Required work: Could you give the rows again from the line with "Mark the chili" up to and including the last row, putting "exercise" everywhere in place of "drill" and changing nothing else? Leave the pictures out of your answer.

● ● ● ●

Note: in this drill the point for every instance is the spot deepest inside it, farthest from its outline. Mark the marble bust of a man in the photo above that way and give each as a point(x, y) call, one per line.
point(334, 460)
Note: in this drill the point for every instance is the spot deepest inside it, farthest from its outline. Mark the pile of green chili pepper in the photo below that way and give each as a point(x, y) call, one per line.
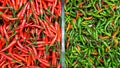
point(92, 33)
point(30, 33)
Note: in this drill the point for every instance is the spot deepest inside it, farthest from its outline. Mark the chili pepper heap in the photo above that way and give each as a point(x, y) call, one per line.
point(30, 33)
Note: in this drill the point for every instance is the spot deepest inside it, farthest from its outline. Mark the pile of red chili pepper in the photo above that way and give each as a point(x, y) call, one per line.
point(30, 33)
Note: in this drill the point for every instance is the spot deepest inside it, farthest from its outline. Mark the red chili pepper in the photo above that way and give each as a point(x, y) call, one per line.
point(19, 57)
point(2, 42)
point(43, 62)
point(44, 5)
point(59, 66)
point(7, 57)
point(54, 5)
point(54, 60)
point(17, 4)
point(37, 7)
point(10, 45)
point(6, 18)
point(22, 12)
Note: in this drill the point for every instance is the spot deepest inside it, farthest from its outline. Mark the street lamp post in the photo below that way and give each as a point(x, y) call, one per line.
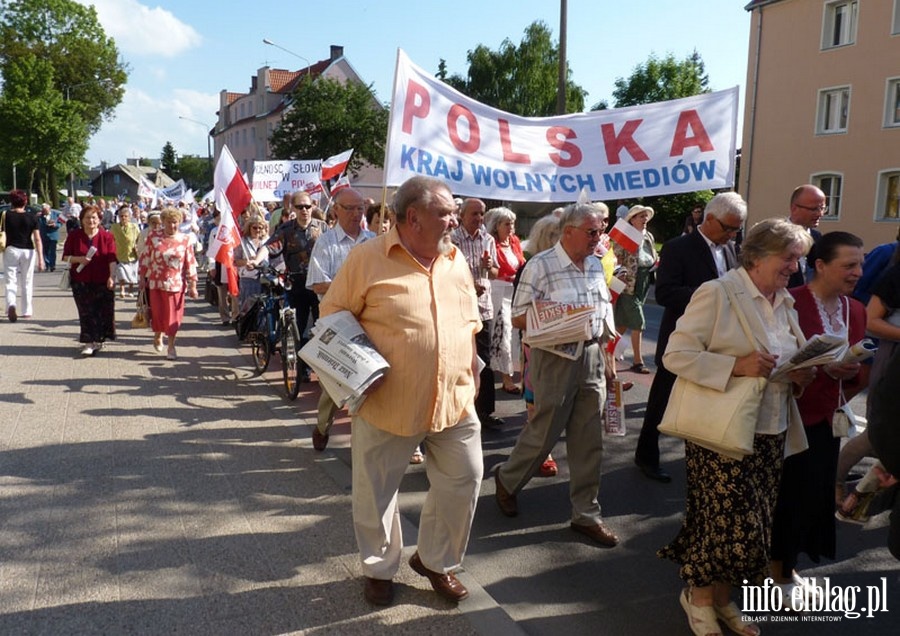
point(208, 145)
point(98, 80)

● ● ● ●

Output below:
Note: in this exercise the point for every instance is the spot deepest inside it, farthest from its outline. Mark the chili pepper heap in the photo above that way and give each as a point(x, y) call, one per line.
point(30, 33)
Note: in this exercise the point for every instance is the spot deepest inside it, farthest from its outline. Mark the pile of red chili pepper in the photo above that way and give each as a point(x, y) call, one per line.
point(30, 33)
Note: in this exercise the point for every instance is the spot deepest inside it, farthest from its outline. Mark the red chili pepper in the photo above that way and give each as a point(x, y) call, one per line.
point(19, 57)
point(2, 42)
point(43, 62)
point(44, 5)
point(59, 66)
point(7, 57)
point(54, 5)
point(54, 60)
point(17, 4)
point(37, 7)
point(10, 45)
point(6, 18)
point(22, 12)
Note: in this exercise the point for every instance is the spot deepest inside it, farthest from its outline. Mark the street lamp post in the photo below that way and give each as a point(x, y) call, one per line.
point(208, 145)
point(98, 80)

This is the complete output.